BEGIN Text
The logical diagram of the proposed framework is displayed in Fig. 1. It contains three sequential components: data collection and preprocessing, the modeling of the periodicity and evolution of the system, and geo-visualization of the results.
Data collection and preprocessing. The data on cycling trips come with noise. Therefore, the first step is to eliminate abnormal trips. First, trips that were made from/to any “testing” stations were excluded from analysis. Second, trips with excessively short duration (e.g., less than 1 min) were also removed. These trips are largely due to false starts or users attempting to re-dock a bike. Finally, trips with average speeds exceeding local biking speed limit were removed as well, which were probably made by restocking trucks carrying bikes to different stations. After the preprocessing, the outputs are (1) the aggregated number of daily trips and (2) daily traffic networks.
The periodicity and evolution of the system. Two tasks are fulfilled. First, a Gaussian Mixture Model is applied to the data set of daily trips to identify yearly patterns of trip demands. Second, an eigendecomposition approach is used to analyze the hidden structures of each station’s growth trajectories, which is compared with the curve fitting results based on exponential and logistic models.
END Text
BEGIN Dataset extract
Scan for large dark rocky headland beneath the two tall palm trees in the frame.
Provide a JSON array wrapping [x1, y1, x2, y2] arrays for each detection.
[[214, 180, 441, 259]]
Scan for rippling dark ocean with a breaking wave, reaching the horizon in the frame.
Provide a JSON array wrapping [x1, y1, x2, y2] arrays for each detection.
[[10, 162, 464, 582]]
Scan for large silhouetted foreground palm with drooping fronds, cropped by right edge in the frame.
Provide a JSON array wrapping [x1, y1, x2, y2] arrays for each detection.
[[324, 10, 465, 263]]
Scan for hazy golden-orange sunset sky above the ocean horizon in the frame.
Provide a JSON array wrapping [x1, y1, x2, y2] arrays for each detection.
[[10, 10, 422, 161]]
END Dataset extract
BEGIN Dataset extract
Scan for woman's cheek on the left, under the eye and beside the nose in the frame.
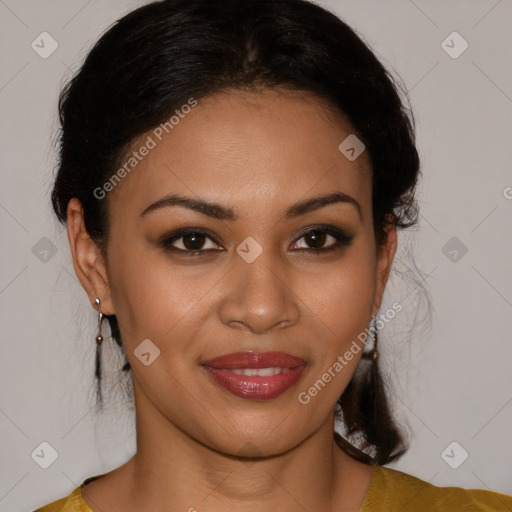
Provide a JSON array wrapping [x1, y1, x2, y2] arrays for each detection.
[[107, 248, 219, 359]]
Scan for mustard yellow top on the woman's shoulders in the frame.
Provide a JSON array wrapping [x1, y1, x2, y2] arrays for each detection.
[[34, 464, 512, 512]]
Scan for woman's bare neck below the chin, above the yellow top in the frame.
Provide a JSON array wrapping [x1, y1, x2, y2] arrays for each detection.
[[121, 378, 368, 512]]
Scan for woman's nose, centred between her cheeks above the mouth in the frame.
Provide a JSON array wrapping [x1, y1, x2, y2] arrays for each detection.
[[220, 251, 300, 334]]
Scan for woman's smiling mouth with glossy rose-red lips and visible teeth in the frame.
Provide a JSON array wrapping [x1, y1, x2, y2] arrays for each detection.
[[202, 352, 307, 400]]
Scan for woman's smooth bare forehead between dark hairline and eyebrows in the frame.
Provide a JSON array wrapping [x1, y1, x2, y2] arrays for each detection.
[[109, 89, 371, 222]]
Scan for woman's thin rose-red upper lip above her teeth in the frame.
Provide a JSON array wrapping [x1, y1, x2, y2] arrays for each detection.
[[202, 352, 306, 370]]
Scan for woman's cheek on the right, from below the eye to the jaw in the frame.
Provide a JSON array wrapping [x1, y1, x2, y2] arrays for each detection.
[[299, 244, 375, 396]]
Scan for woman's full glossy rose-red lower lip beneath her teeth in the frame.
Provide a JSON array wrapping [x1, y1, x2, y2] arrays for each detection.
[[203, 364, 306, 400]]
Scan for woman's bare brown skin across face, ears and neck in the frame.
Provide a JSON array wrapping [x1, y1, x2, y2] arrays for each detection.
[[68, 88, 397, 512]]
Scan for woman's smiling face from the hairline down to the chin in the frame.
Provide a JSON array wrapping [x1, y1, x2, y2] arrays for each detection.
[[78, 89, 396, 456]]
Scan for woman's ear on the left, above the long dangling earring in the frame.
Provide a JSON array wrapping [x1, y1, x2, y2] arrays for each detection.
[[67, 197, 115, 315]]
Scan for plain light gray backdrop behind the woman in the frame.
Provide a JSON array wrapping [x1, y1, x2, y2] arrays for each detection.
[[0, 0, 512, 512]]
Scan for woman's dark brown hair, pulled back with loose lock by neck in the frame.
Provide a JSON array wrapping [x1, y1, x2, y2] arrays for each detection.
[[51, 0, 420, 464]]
END Dataset extract
[Problem set]:
1. Reproduce the passage on the cycling-trip analysis framework word for word, between "Data collection and preprocessing." and "daily traffic networks.", inclusive.
2. Carry on writing the passage on the cycling-trip analysis framework, starting right after its final sentence.

[Task-by-task outputs]:
1.
Data collection and preprocessing. The data on cycling trips come with noise. Therefore, the first step is to eliminate abnormal trips. First, trips that were made from/to any “testing” stations were excluded from analysis. Second, trips with excessively short duration (e.g., less than 1 min) were also removed. These trips are largely due to false starts or users attempting to re-dock a bike. Finally, trips with average speeds exceeding local biking speed limit were removed as well, which were probably made by restocking trucks carrying bikes to different stations. After the preprocessing, the outputs are (1) the aggregated number of daily trips and (2) daily traffic networks.

2.
Geo-visualization of the results. The growth patterns of each station are spatially diversified. This is illustrated by the geo-visualization of top principal components (PC) extracted from the growth trajectory data. It can uncover the distinct growth landscape of different stations over the space.
3.2 Traffic network
We can represent the system as a network where nodes are stations and edges denote the connections among the nodes. For a dockless system, hypothetical stations can be generated using approaches discussed in Sect. 3.1. Thus, a micro-mobility system can be denoted as a undirected network. A network on the date index i is defined as
$$\begin{aligned} BS_i = \{V,E\} \end{aligned}$$
(1)
where V is a set of the docking stations, and E denotes a set of edges. Specifically, the edges can be defined by
$$\begin{aligned} E = V \times V = \{e_{ij}\} \end{aligned}$$
(2)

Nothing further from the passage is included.